[Source records]
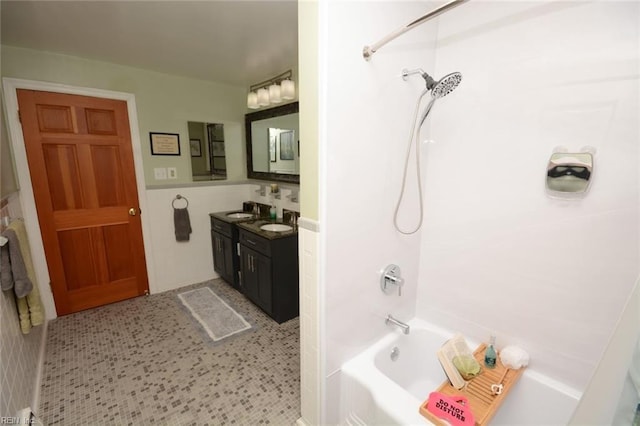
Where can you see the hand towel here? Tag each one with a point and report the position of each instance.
(18, 273)
(182, 224)
(19, 281)
(30, 308)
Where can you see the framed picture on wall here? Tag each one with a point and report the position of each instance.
(196, 147)
(164, 143)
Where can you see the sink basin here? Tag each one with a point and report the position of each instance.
(276, 227)
(239, 215)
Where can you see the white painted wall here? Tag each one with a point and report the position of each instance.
(496, 253)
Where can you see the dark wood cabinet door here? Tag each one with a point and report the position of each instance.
(256, 278)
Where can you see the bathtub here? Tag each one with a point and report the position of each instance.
(376, 390)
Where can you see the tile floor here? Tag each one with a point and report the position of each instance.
(143, 361)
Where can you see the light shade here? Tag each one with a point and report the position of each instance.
(252, 100)
(263, 97)
(274, 93)
(288, 89)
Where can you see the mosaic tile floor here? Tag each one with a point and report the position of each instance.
(142, 361)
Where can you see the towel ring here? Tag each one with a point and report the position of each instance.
(179, 197)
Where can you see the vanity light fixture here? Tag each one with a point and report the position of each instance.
(272, 91)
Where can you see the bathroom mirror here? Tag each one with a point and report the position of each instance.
(206, 147)
(273, 144)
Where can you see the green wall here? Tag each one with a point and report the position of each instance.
(165, 103)
(309, 127)
(8, 184)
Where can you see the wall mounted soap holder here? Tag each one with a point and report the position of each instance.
(569, 175)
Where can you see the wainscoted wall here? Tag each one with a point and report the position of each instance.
(311, 378)
(19, 353)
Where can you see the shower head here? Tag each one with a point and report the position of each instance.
(446, 85)
(439, 88)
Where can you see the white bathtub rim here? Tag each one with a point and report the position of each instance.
(370, 353)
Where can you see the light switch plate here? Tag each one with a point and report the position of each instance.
(160, 173)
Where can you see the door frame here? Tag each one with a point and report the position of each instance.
(25, 187)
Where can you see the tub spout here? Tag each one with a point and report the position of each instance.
(391, 320)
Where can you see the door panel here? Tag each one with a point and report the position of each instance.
(81, 165)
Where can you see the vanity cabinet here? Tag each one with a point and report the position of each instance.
(269, 273)
(224, 239)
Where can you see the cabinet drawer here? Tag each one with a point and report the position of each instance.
(255, 242)
(221, 227)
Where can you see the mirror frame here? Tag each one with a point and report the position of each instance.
(262, 115)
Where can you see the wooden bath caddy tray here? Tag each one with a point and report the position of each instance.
(481, 400)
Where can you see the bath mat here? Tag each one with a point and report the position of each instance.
(214, 315)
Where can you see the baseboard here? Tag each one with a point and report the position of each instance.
(301, 422)
(35, 403)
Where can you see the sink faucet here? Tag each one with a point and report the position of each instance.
(391, 320)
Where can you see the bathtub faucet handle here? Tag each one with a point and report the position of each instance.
(391, 277)
(393, 321)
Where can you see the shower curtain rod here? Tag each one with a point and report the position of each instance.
(368, 51)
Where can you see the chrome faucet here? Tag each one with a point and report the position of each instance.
(391, 320)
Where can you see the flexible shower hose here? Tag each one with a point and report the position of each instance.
(406, 164)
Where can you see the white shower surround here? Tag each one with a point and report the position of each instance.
(495, 253)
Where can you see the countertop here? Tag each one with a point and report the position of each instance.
(253, 225)
(223, 216)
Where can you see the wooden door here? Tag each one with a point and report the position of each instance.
(81, 165)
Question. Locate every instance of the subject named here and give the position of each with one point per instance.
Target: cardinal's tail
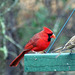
(16, 61)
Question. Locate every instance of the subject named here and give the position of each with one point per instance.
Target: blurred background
(21, 19)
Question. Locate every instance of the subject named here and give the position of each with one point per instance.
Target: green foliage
(40, 17)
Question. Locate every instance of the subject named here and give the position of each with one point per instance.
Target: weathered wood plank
(49, 62)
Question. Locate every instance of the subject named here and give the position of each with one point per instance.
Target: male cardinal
(38, 42)
(70, 45)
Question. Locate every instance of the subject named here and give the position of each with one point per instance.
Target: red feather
(38, 42)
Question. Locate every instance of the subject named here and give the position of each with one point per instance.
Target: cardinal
(39, 42)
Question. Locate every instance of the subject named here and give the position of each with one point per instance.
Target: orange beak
(53, 36)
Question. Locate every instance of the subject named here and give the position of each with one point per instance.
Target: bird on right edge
(70, 45)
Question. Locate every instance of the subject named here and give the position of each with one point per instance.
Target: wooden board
(49, 62)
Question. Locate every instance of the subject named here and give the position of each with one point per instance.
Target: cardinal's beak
(53, 36)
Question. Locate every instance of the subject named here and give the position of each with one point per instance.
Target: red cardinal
(38, 42)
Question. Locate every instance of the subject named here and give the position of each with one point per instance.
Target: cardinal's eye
(49, 39)
(50, 34)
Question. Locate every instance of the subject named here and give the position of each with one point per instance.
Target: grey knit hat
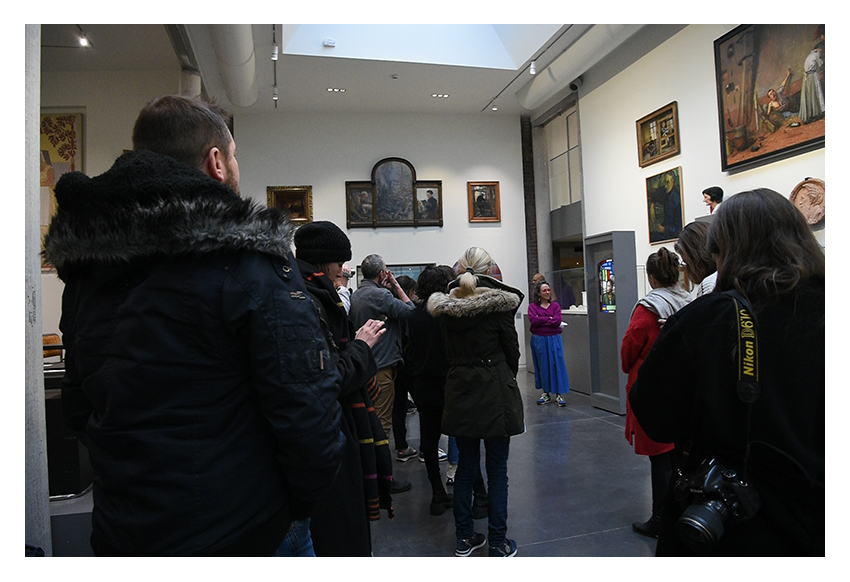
(322, 242)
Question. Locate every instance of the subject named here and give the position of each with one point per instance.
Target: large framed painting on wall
(394, 197)
(664, 205)
(393, 180)
(770, 92)
(60, 151)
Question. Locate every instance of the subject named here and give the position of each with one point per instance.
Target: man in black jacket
(196, 367)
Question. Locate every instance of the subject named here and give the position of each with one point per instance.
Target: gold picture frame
(658, 135)
(483, 200)
(297, 201)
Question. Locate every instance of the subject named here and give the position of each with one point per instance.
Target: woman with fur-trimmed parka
(482, 397)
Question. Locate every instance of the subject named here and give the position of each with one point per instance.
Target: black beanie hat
(322, 242)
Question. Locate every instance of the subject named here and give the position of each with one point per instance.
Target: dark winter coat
(196, 365)
(340, 524)
(429, 362)
(686, 391)
(482, 396)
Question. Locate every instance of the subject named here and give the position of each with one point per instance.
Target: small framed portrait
(658, 135)
(429, 204)
(297, 201)
(360, 205)
(483, 202)
(664, 205)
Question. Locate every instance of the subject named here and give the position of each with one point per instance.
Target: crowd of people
(237, 399)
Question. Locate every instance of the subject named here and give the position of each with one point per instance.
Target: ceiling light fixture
(84, 41)
(274, 66)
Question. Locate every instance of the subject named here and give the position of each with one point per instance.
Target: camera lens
(701, 524)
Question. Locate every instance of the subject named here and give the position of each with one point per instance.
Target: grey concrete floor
(575, 486)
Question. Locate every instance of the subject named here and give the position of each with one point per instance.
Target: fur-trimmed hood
(147, 205)
(490, 296)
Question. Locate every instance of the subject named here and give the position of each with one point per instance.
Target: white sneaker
(441, 455)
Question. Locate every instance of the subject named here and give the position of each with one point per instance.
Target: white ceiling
(383, 68)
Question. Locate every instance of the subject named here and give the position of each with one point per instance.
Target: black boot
(649, 528)
(440, 502)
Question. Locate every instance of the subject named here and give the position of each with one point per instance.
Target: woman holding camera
(687, 391)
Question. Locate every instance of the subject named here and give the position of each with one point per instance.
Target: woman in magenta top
(547, 348)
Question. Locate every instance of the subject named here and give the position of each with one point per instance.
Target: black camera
(715, 495)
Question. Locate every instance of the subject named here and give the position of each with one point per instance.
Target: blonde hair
(474, 261)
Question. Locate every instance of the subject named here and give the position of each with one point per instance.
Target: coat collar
(152, 205)
(485, 300)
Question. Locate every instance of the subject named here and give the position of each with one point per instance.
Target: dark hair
(699, 263)
(184, 128)
(715, 193)
(372, 265)
(535, 293)
(765, 245)
(664, 266)
(433, 280)
(406, 283)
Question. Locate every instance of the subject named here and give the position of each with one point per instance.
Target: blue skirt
(550, 370)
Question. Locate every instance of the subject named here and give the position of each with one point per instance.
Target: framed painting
(360, 205)
(393, 183)
(658, 135)
(770, 93)
(664, 205)
(429, 203)
(483, 201)
(297, 201)
(60, 151)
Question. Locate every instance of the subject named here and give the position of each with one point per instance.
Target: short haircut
(699, 263)
(433, 280)
(406, 283)
(535, 293)
(664, 266)
(184, 128)
(715, 193)
(372, 266)
(766, 247)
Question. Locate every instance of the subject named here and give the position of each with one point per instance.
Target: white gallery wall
(324, 151)
(681, 70)
(110, 103)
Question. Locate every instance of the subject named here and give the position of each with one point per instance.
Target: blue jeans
(298, 542)
(496, 461)
(452, 452)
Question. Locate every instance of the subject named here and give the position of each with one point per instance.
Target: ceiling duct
(234, 51)
(588, 50)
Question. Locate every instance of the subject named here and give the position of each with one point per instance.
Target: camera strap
(748, 365)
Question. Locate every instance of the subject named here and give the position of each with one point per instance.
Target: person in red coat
(648, 316)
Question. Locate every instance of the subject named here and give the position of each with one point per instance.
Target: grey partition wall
(607, 326)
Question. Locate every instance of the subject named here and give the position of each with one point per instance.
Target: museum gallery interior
(559, 148)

▸ What is required
List every line in the rows above that contains the word "framed", copying each such line in full.

▸ Solution to this task
Where can you see the framed picture on wall here? Tag each one with a point and report the position of each instance.
Target: large framed painting on wall
Target: small framed portrait
Target: framed painting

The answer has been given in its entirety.